» **EXERCISE**:
Repeat the material in full. Keep every line exactly as it is.

» **Region labeling records**:
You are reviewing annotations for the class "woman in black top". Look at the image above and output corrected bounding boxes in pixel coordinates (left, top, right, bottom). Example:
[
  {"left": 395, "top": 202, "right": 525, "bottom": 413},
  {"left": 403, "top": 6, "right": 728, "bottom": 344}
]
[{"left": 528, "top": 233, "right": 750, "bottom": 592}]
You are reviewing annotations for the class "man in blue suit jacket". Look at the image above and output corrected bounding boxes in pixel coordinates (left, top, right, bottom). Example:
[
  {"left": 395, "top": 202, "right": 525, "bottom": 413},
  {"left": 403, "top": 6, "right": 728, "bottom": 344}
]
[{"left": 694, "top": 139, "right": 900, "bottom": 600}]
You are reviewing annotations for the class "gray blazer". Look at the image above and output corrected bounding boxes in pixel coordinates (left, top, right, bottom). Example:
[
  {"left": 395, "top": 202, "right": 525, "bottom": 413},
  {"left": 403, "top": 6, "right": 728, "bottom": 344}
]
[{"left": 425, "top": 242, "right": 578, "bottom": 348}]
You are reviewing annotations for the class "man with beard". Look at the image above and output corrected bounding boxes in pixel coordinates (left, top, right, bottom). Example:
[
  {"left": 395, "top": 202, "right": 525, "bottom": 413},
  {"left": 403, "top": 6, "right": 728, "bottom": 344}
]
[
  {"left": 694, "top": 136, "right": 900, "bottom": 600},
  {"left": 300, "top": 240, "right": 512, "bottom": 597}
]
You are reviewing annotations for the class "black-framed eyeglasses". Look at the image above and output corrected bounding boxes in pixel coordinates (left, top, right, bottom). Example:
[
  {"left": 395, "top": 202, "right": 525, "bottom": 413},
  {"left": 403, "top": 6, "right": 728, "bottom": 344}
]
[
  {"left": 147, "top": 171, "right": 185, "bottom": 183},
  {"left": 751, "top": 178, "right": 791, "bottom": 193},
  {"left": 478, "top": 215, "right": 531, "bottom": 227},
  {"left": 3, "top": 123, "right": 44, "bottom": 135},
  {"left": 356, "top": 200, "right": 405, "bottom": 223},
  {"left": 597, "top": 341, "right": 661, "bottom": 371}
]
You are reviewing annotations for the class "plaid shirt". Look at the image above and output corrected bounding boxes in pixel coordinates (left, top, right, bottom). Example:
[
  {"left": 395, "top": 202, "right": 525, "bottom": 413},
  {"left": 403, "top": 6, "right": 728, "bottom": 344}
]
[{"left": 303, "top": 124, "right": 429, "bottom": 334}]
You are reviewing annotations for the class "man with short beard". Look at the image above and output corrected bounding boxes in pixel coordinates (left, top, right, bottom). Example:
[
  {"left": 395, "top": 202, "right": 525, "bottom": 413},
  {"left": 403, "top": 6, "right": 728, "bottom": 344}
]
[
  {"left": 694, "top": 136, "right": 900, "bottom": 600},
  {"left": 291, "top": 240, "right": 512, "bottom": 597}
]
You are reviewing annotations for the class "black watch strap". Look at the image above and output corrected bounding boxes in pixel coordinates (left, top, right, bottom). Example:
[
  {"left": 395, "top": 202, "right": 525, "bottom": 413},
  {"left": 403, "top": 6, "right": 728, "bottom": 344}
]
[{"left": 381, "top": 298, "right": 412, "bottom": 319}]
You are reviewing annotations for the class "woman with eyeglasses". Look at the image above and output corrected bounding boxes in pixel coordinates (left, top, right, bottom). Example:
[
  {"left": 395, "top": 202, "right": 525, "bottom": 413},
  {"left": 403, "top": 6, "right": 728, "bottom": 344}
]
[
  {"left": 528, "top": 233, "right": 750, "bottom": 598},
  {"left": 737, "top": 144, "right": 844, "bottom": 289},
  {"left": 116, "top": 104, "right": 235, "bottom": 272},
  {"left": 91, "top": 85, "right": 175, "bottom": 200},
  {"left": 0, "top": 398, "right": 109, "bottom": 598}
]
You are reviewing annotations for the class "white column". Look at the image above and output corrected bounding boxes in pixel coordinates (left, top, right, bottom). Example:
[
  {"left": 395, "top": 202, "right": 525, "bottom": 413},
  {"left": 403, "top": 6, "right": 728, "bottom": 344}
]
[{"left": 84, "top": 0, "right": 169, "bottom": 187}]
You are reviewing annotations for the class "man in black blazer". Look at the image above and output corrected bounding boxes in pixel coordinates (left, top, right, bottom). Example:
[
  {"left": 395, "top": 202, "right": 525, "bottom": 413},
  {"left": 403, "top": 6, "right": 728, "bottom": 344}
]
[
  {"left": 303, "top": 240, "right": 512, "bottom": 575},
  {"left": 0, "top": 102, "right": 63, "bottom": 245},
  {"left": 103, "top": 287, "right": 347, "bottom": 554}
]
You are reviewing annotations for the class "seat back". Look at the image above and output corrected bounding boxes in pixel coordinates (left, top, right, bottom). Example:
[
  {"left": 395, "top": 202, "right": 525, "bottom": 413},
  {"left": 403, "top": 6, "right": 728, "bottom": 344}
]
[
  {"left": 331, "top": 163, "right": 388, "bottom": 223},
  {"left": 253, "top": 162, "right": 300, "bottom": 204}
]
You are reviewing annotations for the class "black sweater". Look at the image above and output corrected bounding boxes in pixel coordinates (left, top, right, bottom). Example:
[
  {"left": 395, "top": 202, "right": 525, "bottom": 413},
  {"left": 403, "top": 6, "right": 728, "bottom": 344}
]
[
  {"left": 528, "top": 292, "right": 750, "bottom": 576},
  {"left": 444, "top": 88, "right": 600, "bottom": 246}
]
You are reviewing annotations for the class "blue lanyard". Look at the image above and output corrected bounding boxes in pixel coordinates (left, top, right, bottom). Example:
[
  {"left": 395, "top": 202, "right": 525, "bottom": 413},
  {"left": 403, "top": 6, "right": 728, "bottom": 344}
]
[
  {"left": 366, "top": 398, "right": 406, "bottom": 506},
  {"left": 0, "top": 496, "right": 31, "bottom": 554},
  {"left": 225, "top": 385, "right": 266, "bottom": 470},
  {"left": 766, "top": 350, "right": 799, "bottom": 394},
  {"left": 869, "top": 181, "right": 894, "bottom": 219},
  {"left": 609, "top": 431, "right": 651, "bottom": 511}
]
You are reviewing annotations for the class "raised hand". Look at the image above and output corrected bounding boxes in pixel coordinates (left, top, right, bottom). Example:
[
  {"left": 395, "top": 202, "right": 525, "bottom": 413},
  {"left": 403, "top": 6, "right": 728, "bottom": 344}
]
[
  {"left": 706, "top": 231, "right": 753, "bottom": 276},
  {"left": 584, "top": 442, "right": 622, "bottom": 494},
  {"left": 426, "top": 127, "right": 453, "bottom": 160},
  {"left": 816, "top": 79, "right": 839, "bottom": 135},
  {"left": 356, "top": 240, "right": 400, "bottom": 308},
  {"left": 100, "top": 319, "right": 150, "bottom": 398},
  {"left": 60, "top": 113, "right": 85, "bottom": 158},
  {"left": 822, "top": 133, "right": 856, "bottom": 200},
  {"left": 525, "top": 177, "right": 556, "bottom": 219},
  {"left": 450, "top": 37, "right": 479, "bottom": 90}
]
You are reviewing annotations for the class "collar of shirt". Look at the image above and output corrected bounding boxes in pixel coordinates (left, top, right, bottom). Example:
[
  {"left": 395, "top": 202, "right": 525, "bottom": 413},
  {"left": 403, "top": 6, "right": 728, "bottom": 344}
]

» **WORKED ANSWER**:
You are reviewing annotations for the class "woman in black top". Look at the image above and output corrected bounding boxes in pixel coordinates (left, top, right, bottom). Example:
[
  {"left": 395, "top": 202, "right": 525, "bottom": 413},
  {"left": 403, "top": 6, "right": 728, "bottom": 344}
]
[{"left": 528, "top": 233, "right": 750, "bottom": 592}]
You are reviewing annotations for the class "man in blue suit jacket". Look at the image above and output corrected bounding boxes in pixel coordinates (left, top, right, bottom). Example:
[
  {"left": 395, "top": 202, "right": 525, "bottom": 413},
  {"left": 403, "top": 6, "right": 728, "bottom": 344}
]
[{"left": 694, "top": 139, "right": 900, "bottom": 600}]
You are reviewing annotations for the class "gray blazer". Look at the image above and output corrected bounding boxes in pixel coordinates (left, top, right, bottom). Example:
[
  {"left": 395, "top": 202, "right": 525, "bottom": 413},
  {"left": 403, "top": 6, "right": 728, "bottom": 344}
]
[{"left": 425, "top": 242, "right": 578, "bottom": 348}]
You are reviewing annotations for the class "man with beard". Look at the image above and output corrected bounding boxes in pixel coordinates (left, top, right, bottom). Example:
[
  {"left": 395, "top": 202, "right": 525, "bottom": 413},
  {"left": 403, "top": 6, "right": 728, "bottom": 344}
]
[
  {"left": 694, "top": 136, "right": 900, "bottom": 600},
  {"left": 300, "top": 240, "right": 512, "bottom": 597}
]
You are reviewing annotations for the class "black-framed eyeglasses". Look at the image above and output corrected bounding boxes in pixel coordinates (left, top, right, bottom). Example:
[
  {"left": 395, "top": 202, "right": 525, "bottom": 413},
  {"left": 403, "top": 6, "right": 728, "bottom": 344}
]
[
  {"left": 147, "top": 171, "right": 185, "bottom": 183},
  {"left": 751, "top": 178, "right": 791, "bottom": 193},
  {"left": 478, "top": 215, "right": 531, "bottom": 227},
  {"left": 3, "top": 123, "right": 44, "bottom": 135},
  {"left": 356, "top": 200, "right": 405, "bottom": 223},
  {"left": 597, "top": 341, "right": 661, "bottom": 371}
]
You are reviewing annotations for the class "plaid shirt". Look at the image above and output corrected bounding boxes in pixel coordinates (left, top, right, bottom). Example:
[
  {"left": 395, "top": 202, "right": 525, "bottom": 413},
  {"left": 403, "top": 6, "right": 728, "bottom": 344}
]
[{"left": 303, "top": 124, "right": 429, "bottom": 334}]
You are reviewing annotations for the class "man with short beard". Look at the image above and output corrected bounding boxes in pixel coordinates (left, top, right, bottom). Example:
[
  {"left": 395, "top": 202, "right": 525, "bottom": 413},
  {"left": 403, "top": 6, "right": 728, "bottom": 344}
]
[
  {"left": 694, "top": 136, "right": 900, "bottom": 600},
  {"left": 291, "top": 240, "right": 512, "bottom": 597}
]
You are reviewing annotations for the class "black watch strap". Look at the image above and output corrected bounding boxes in pixel coordinates (left, top, right, bottom). Example:
[
  {"left": 395, "top": 202, "right": 525, "bottom": 413},
  {"left": 403, "top": 6, "right": 728, "bottom": 344}
]
[{"left": 381, "top": 298, "right": 412, "bottom": 319}]
You are reviewing annotations for the class "woman with eyeglasses". Look at the image above and output corrected bounding boxes in pixel coordinates (left, top, right, bottom). Example:
[
  {"left": 395, "top": 202, "right": 525, "bottom": 413},
  {"left": 403, "top": 6, "right": 728, "bottom": 344}
]
[
  {"left": 528, "top": 233, "right": 750, "bottom": 598},
  {"left": 737, "top": 144, "right": 844, "bottom": 289},
  {"left": 116, "top": 104, "right": 235, "bottom": 272},
  {"left": 91, "top": 85, "right": 175, "bottom": 200},
  {"left": 0, "top": 398, "right": 109, "bottom": 598}
]
You are reviewing annotations for the class "white column". Look at the image above and output corrected bounding boxes in pixel coordinates (left, top, right, bottom). Example:
[
  {"left": 395, "top": 202, "right": 525, "bottom": 413},
  {"left": 403, "top": 6, "right": 728, "bottom": 344}
]
[{"left": 84, "top": 0, "right": 169, "bottom": 187}]
You are reviewing annotations for the class "man in black blazer". Look at the image above and output corrected bounding boxes in pixel coordinates (left, top, right, bottom). Example:
[
  {"left": 395, "top": 202, "right": 525, "bottom": 413},
  {"left": 403, "top": 6, "right": 728, "bottom": 344}
]
[
  {"left": 303, "top": 240, "right": 512, "bottom": 575},
  {"left": 0, "top": 102, "right": 63, "bottom": 245},
  {"left": 103, "top": 287, "right": 347, "bottom": 554}
]
You are reviewing annotations for the class "seat back". Look at the image above and output corrected bounding boxes in pixel coordinates (left, top, right, bottom). Example:
[
  {"left": 395, "top": 202, "right": 525, "bottom": 413},
  {"left": 403, "top": 6, "right": 728, "bottom": 344}
]
[
  {"left": 331, "top": 163, "right": 388, "bottom": 223},
  {"left": 253, "top": 162, "right": 300, "bottom": 204}
]
You are reviewing annotations for the class "black sweater". Look at the image above and output corrected bounding boxes in pixel coordinates (left, top, right, bottom). Example:
[
  {"left": 395, "top": 202, "right": 525, "bottom": 413},
  {"left": 403, "top": 6, "right": 728, "bottom": 344}
]
[
  {"left": 528, "top": 292, "right": 750, "bottom": 576},
  {"left": 444, "top": 88, "right": 600, "bottom": 246}
]
You are reviewing annotations for the class "blue lanyard". Look at the image above and output corrected bounding boxes in pixel coordinates (left, top, right, bottom). Example:
[
  {"left": 395, "top": 202, "right": 525, "bottom": 413},
  {"left": 403, "top": 6, "right": 728, "bottom": 344}
]
[
  {"left": 366, "top": 398, "right": 406, "bottom": 506},
  {"left": 0, "top": 496, "right": 31, "bottom": 554},
  {"left": 225, "top": 385, "right": 266, "bottom": 470},
  {"left": 766, "top": 350, "right": 799, "bottom": 394},
  {"left": 869, "top": 181, "right": 894, "bottom": 219},
  {"left": 609, "top": 431, "right": 651, "bottom": 511}
]
You are reviewing annotations for the class "raised hand". Look at the image above and output corrected bounding boxes in pixel coordinates (left, top, right, bottom). Example:
[
  {"left": 395, "top": 202, "right": 525, "bottom": 413},
  {"left": 403, "top": 6, "right": 728, "bottom": 344}
]
[
  {"left": 706, "top": 231, "right": 753, "bottom": 276},
  {"left": 584, "top": 442, "right": 622, "bottom": 494},
  {"left": 426, "top": 127, "right": 453, "bottom": 160},
  {"left": 816, "top": 79, "right": 839, "bottom": 135},
  {"left": 356, "top": 240, "right": 400, "bottom": 308},
  {"left": 100, "top": 319, "right": 150, "bottom": 398},
  {"left": 60, "top": 113, "right": 85, "bottom": 158},
  {"left": 822, "top": 133, "right": 856, "bottom": 200},
  {"left": 525, "top": 177, "right": 556, "bottom": 219},
  {"left": 450, "top": 37, "right": 479, "bottom": 90}
]
You are reviewing annotations for the class "collar of shirt". Look at the image above and output corrected bounding boxes in pixel coordinates (left, top, right, bottom). Example:
[
  {"left": 395, "top": 202, "right": 525, "bottom": 413},
  {"left": 403, "top": 6, "right": 728, "bottom": 344}
]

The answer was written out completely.